I’ll be presenting a 2-hour intensive workshop on free verse poetry titled “No Rhyme, No Rhythm, No Problem!” as well as taking part in a poetry panel discussion Sat. afternoon with my friends and fellow authors Jane Yolen, Heidi EY Stemple, Padma Venkatraman, and Valerie Boling.
So today, let’s just pretend I’m here because I have a special treat for you! Another friend of mine, author, poet, and editor Ryan G. Van Cleave is joining me today for a chat about poetry, the craft of writing, and his ability to teach 32 different college courses, if necessary!
Ryan runs the creative writing major at the Ringling College of Art and Design and also serves as Editor at Bushel & Peck, which publishes books for kids, tweens, and teens, and has also instituted its own poetry-only imprint, Moonshower. Ryan is also known as the Picture Book Whisperer™ – the industry’s go-to person to help celebrities and other high-profile clients write and sell children’s books.
Welcome to the ol’ Triple-R, Ryan! We initially met last year when we were part of the PB22Peekaboo picture book marketing group of about 20+ authors and illustrators. Now here we are with a new year and a new group – the PB23’s – and you have two new books coming out! The Illustrated Edgar Allan Poe: 25 Essential Poems (Moonshower, 2023) just came out April 18 and next month, The Witness Trees (Bushel & Peck, 2023) arrives May 9. These are such incredible books, I can’t wait to share them with my readers! Ryan, can you feel the excitement in the air? I mean, to me, it’s palpable.
I’m glad you’re feeling it, Matt. Here in Florida, we’ve had apocalyptically high grass pollen for a long time, so I’m mostly just feeling sneezy. But I very much appreciate the chance to talk about books and not allergies! I’ll try not to ACHOO overly much onto the screen.
Trust me, we all appreciate that. By the way, I’ve actually always wanted to use the word “palpable” in a blog post, so thank you for helping me check another off the old bucket list.
Now, before we get too far into the interview, I have to say how interesting I thought it was that we share so much in common: we’re both authors who love poetry, we’ve both had the pleasure of working with the wonderful Jane Yolen, and we’re both ardent defenders of the Oxford comma. Of course, the question on everyone’s minds is, why is the Oxford comma even an issue??
As a poet, editor, and teacher, I believe clarity is job #1. So, yeah. I have a hard time understanding why otherwise reasonable people opt for grammatical willy-nillyness when it comes to commas. Baffling!
I saw you sneaking that Oxford comma in there. You know, I’m thinking of creating cool red baseball caps with an acronym for Make Oxford Great Again. I’m sure they’ll be a hit.
Indeed, it’s a great, wise, and humorous idea for a hat. Put me down for one.

**SHORT EXERCISE 1:** In the interview, rewrite everything from "I’m glad you’re" down to "onto the screen.", replacing "Florida" with "Georgia".
**SHORT EXERCISE 2:** According to the interview, what is the name of the poetry-only imprint at Bushel & Peck?
**SHORT EXERCISE 3:**
Based on the interview, state whether each statement is correct:
(a) The Witness Trees arrives on May 9.
(b) The Illustrated Edgar Allan Poe collects 50 poems.
(c) The free verse workshop lasts three hours.
Base every response solely on the interview.

**PROVIDED MATERIAL:**
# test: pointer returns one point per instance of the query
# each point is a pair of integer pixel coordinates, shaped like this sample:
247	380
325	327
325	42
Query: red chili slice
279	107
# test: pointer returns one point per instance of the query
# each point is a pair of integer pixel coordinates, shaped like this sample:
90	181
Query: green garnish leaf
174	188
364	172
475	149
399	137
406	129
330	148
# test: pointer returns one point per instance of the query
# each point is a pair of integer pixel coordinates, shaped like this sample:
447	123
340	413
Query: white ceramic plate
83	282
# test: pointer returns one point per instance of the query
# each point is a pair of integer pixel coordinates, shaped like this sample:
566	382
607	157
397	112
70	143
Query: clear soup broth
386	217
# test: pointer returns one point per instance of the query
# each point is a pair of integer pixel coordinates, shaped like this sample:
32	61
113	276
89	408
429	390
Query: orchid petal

**FULL RESPONSE 1:**
I’m glad you’re feeling it, Matt. Here in Georgia, we’ve had apocalyptically high grass pollen for a long time, so I’m mostly just feeling sneezy. But I very much appreciate the chance to talk about books and not allergies! I’ll try not to ACHOO overly much onto the screen.

**FULL RESPONSE 2:** Moonshower

**FULL RESPONSE 3:**
(a) Yes: "The Witness Trees (Bushel & Peck, 2023) arrives May 9"
(b) No: "The Illustrated Edgar Allan Poe: 25 Essential Poems"
(c) No: "a 2-hour intensive workshop on free verse poetry"